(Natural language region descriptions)

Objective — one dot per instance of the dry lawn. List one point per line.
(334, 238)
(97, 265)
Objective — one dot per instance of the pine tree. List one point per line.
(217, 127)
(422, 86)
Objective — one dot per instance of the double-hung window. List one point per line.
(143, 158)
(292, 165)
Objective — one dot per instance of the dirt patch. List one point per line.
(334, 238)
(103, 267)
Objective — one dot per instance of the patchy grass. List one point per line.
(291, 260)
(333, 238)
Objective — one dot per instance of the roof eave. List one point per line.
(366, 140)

---

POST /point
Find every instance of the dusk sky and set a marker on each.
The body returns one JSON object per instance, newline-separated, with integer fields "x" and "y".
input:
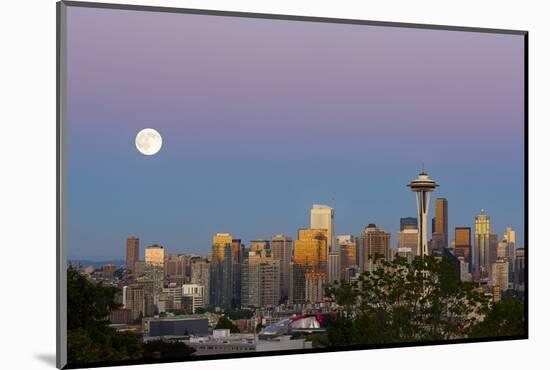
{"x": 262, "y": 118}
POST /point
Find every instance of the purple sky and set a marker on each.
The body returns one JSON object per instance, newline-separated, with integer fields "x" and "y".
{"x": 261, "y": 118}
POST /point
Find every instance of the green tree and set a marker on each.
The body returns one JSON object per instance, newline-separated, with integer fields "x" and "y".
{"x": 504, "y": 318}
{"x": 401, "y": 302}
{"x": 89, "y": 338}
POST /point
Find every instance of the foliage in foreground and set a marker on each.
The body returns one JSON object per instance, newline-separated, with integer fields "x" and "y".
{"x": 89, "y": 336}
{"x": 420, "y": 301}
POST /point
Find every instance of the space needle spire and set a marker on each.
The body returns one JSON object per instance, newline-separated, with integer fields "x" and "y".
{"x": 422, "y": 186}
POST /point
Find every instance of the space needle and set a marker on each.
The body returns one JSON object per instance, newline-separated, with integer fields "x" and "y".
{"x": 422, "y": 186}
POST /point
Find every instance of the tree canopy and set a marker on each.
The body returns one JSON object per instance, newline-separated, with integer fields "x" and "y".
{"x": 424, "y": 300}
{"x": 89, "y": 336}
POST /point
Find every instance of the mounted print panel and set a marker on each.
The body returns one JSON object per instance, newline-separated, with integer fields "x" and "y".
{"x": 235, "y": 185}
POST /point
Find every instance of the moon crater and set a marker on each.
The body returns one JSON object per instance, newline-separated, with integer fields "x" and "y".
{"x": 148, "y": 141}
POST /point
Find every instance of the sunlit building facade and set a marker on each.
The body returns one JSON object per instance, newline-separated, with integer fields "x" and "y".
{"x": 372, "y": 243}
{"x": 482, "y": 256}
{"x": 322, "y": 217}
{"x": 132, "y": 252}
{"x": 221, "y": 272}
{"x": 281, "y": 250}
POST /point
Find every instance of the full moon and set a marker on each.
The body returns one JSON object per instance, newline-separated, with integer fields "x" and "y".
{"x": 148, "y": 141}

# TASK DETAILS
Every line in the data above that includes the word "moon" should be copied.

# RESULT OF THE TASK
Find every instance of the moon crater and set a marker on each.
Find every instance of the full moon and set a marker on each.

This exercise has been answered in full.